>> begin Given entries
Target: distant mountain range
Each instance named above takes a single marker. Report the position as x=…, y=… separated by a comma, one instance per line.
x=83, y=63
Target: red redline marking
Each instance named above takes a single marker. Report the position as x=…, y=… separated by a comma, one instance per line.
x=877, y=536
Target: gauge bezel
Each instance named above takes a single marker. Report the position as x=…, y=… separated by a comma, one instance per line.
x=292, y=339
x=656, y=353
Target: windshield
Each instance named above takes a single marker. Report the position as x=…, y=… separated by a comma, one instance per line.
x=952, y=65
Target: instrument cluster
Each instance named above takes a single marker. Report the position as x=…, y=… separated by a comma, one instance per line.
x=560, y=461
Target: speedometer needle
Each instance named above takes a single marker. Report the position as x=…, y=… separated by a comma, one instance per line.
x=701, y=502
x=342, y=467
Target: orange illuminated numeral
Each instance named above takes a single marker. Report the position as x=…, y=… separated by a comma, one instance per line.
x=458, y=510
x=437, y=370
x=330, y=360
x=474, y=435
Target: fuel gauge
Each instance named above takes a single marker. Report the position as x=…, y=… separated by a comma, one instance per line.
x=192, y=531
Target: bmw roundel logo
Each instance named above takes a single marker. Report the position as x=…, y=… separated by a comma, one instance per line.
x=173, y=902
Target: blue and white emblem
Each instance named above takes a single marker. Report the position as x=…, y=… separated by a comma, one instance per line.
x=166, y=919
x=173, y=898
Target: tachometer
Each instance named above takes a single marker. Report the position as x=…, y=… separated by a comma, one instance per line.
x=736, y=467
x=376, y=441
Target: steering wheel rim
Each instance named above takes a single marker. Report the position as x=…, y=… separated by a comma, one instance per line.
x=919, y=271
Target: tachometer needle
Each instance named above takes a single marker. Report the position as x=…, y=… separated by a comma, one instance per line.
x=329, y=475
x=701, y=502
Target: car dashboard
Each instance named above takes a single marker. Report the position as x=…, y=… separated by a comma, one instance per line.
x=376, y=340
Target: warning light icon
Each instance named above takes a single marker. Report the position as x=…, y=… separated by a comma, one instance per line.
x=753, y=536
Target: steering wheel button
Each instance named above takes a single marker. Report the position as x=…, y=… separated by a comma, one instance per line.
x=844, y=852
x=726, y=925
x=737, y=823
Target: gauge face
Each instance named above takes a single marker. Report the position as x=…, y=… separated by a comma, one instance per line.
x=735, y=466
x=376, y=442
>> end Given entries
Rewrite the lines from the one containing "Target: gauge face" through the end of the rows, inclusive, reproducing the request text as it stands and multiplying each x and y coordinate in the answers by 1.45, rounded to the nearest whole number with halves going up. Give only those lines.

Target: gauge face
Each instance named above takes a single marker. Report the position as x=…, y=… separated by a comma, one instance per line.
x=1066, y=676
x=545, y=641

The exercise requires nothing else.